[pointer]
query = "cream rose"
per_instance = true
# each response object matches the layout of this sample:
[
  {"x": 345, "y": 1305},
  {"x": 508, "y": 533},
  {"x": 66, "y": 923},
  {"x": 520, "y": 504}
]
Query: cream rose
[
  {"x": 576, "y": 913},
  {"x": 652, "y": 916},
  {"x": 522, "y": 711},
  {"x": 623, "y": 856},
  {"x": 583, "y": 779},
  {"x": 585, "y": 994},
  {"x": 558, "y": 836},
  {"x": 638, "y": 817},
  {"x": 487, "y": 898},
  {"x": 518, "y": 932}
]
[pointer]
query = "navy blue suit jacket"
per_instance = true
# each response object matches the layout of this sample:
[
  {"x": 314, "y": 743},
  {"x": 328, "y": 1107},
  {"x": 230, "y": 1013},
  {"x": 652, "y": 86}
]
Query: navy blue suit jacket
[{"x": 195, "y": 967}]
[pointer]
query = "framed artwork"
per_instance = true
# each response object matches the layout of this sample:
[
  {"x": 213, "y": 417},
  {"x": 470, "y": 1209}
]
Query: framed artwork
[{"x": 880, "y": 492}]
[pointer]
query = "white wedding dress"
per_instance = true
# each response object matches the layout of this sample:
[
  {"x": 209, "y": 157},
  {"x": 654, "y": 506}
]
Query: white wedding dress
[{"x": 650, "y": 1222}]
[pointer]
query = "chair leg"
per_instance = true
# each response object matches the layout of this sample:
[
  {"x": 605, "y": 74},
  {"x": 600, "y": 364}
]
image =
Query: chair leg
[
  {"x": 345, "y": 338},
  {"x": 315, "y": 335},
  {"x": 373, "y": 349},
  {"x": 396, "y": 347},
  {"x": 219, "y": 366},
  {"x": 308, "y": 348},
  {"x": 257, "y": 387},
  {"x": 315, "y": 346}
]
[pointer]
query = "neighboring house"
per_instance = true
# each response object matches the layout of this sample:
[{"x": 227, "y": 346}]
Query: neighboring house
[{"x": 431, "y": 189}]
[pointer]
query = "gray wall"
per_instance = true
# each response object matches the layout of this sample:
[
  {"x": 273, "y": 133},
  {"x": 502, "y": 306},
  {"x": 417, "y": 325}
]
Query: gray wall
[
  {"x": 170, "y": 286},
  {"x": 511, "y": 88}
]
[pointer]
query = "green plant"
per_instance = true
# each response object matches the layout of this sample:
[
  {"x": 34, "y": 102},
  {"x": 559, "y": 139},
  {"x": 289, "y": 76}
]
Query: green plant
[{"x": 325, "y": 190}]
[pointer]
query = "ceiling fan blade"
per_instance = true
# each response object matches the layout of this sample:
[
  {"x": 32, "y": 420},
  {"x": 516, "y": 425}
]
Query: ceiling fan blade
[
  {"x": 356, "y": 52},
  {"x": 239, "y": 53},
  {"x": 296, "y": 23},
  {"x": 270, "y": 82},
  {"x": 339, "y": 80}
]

####

### Task goal
All of the material should appear again, reproduced word for word.

### Solution to this problem
[pointer]
query = "cream rose"
per_instance = true
# each response object matches the layout of this sample:
[
  {"x": 345, "y": 1305},
  {"x": 508, "y": 533},
  {"x": 66, "y": 923},
  {"x": 520, "y": 504}
]
Query: cream rose
[
  {"x": 576, "y": 913},
  {"x": 652, "y": 916},
  {"x": 522, "y": 711},
  {"x": 623, "y": 856},
  {"x": 583, "y": 779},
  {"x": 585, "y": 994},
  {"x": 558, "y": 836},
  {"x": 638, "y": 817},
  {"x": 487, "y": 898},
  {"x": 518, "y": 932}
]
[pointer]
query = "navy blue suit jacket"
per_instance = true
# each response object matches the layout of this sample:
[
  {"x": 314, "y": 743},
  {"x": 328, "y": 1107},
  {"x": 230, "y": 1013},
  {"x": 652, "y": 86}
]
Query: navy blue suit jacket
[{"x": 195, "y": 967}]
[pointer]
query = "framed artwork"
per_instance = true
# each response object matches the layout of this sample:
[
  {"x": 213, "y": 417},
  {"x": 470, "y": 1209}
]
Query: framed artwork
[{"x": 880, "y": 492}]
[pointer]
query = "white wedding dress"
per_instance = true
# each response object matches the layout of this sample:
[
  {"x": 209, "y": 157},
  {"x": 654, "y": 506}
]
Query: white wedding dress
[{"x": 650, "y": 1222}]
[pointer]
query = "chair leg"
per_instance = true
# each response object matches the layout of this sample:
[
  {"x": 605, "y": 74},
  {"x": 600, "y": 364}
]
image =
Query: chair leg
[
  {"x": 345, "y": 338},
  {"x": 315, "y": 335},
  {"x": 373, "y": 349},
  {"x": 396, "y": 347},
  {"x": 219, "y": 366},
  {"x": 308, "y": 348},
  {"x": 257, "y": 387},
  {"x": 315, "y": 346}
]
[pointer]
query = "neighboring house"
per_instance = true
# each response object matches the layout of this sample:
[{"x": 227, "y": 346}]
Query: neighboring house
[{"x": 431, "y": 189}]
[pointer]
query = "gray wall"
per_instance = true
# each response object matches the layout of this sample:
[
  {"x": 273, "y": 133},
  {"x": 502, "y": 306},
  {"x": 417, "y": 325}
]
Query: gray wall
[
  {"x": 170, "y": 286},
  {"x": 511, "y": 88}
]
[pointer]
query = "green plant"
per_instance = true
# each response object matches the layout of this sample:
[
  {"x": 34, "y": 102},
  {"x": 559, "y": 139},
  {"x": 289, "y": 76}
]
Query: green plant
[{"x": 325, "y": 190}]
[pointer]
query = "ceiling fan blade"
per_instance = true
# each response object matches the layout of this sample:
[
  {"x": 32, "y": 420},
  {"x": 516, "y": 425}
]
Query: ceiling fan blade
[
  {"x": 356, "y": 52},
  {"x": 239, "y": 53},
  {"x": 296, "y": 23},
  {"x": 270, "y": 82},
  {"x": 339, "y": 80}
]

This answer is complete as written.